Plus, as a red food, it’s perfect for being eaten in the summer. According to TCM, red foods correspond with the heart system; they help nourish blood, improve circulation, and reinforce warm (yang) energy. They are usually recommended for people with anemia, palpitations, weakness and cold limbs. As someone that literally has cold feet all the time, even when it’s blazing hot outside, this is one red food that I can definitely dig.
Read on for 2 super simple tomato recipes!
Easy Roasted Tomatoes
What you need:
- Sea salt
- Black pepper
- Olive oil
- Herbs (Rosemary or Thyme)
Slice them in half, cut-side face down on olive oil, sprinkle liberally with black pepper, salt and herbs. Roast at 325F for 2 hours. (As you can see I’m not a stickler for exact amounts – use as much as you please!)
Tomato, Cucumber & Quinoa Salad
What you need (for 2 servings):
- Half a cup of quinoa (I used the Super Grains blend from Whole Foods – it’s red & white quinoa + millet + buckwheat)

Entries:

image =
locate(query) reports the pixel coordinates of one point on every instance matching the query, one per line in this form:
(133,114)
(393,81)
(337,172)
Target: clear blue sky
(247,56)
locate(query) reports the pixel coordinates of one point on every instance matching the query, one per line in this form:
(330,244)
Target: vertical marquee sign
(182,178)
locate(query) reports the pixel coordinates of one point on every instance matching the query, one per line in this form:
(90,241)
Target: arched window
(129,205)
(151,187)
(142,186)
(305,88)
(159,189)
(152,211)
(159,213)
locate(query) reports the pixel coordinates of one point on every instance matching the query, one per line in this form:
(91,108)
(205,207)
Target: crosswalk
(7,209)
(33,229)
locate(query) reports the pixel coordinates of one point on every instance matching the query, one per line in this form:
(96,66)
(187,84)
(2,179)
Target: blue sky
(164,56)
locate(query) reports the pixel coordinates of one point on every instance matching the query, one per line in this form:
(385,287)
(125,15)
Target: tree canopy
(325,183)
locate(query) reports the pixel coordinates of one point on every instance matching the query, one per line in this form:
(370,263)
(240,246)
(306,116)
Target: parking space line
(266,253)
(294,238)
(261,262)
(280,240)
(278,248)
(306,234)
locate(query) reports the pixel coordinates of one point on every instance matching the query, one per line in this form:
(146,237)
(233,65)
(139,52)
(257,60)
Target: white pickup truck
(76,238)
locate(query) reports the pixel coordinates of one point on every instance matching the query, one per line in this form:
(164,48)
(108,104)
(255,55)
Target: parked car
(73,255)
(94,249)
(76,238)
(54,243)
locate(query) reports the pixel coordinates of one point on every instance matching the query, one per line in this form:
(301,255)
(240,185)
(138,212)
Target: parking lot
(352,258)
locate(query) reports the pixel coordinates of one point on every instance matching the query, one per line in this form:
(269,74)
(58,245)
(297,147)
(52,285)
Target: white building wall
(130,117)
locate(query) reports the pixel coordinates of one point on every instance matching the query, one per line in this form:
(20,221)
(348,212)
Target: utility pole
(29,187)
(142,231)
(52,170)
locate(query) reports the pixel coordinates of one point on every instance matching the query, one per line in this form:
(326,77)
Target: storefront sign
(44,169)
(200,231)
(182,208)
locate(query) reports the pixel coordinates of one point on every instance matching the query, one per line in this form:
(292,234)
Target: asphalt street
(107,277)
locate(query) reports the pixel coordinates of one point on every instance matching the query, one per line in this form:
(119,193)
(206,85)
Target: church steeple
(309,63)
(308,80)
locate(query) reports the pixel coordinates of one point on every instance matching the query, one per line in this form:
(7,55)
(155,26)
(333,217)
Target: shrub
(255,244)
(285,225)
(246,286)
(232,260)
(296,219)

Requirement A: In the tomato text, swap "Thyme" for "Oregano" and write out the passage from "Easy Roasted Tomatoes" to "millet + buckwheat)".
Requirement B: Proceed with the tomato text from the point where it stops.
The records are separate material and have no connection to the tomato text.

Task response A:
Easy Roasted Tomatoes
What you need:
- Sea salt
- Black pepper
- Olive oil
- Herbs (Rosemary or Oregano)
Slice them in half, cut-side face down on olive oil, sprinkle liberally with black pepper, salt and herbs. Roast at 325F for 2 hours. (As you can see I’m not a stickler for exact amounts – use as much as you please!)
Tomato, Cucumber & Quinoa Salad
What you need (for 2 servings):
- Half a cup of quinoa (I used the Super Grains blend from Whole Foods – it’s red & white quinoa + millet + buckwheat)

Task response B:
- 1 shallot, minced
- 1 tomato, diced
- 1 baby cucumber, diced
- A couple sprigs of cilantro to taste, roughly chopped
- Lemon juice – about half a lemon
- Olive oil – 2 table spoons
- Black pepper
Prepare your quinoa as you usually would – I typically boil them for about 15 minutes on stovetop. Dice your tomato & cucumber while your quinoa cooks. In a colander or strainer, toss the tomato & cucumber with salt. This draws the liquids out so your salad won’t get all soggy with juices. Once the quinoa is done, let it sit for 5 minutes. Then in a large bowl, toss all ingredients together. Leave in your fridge overnight for a fuller flavour.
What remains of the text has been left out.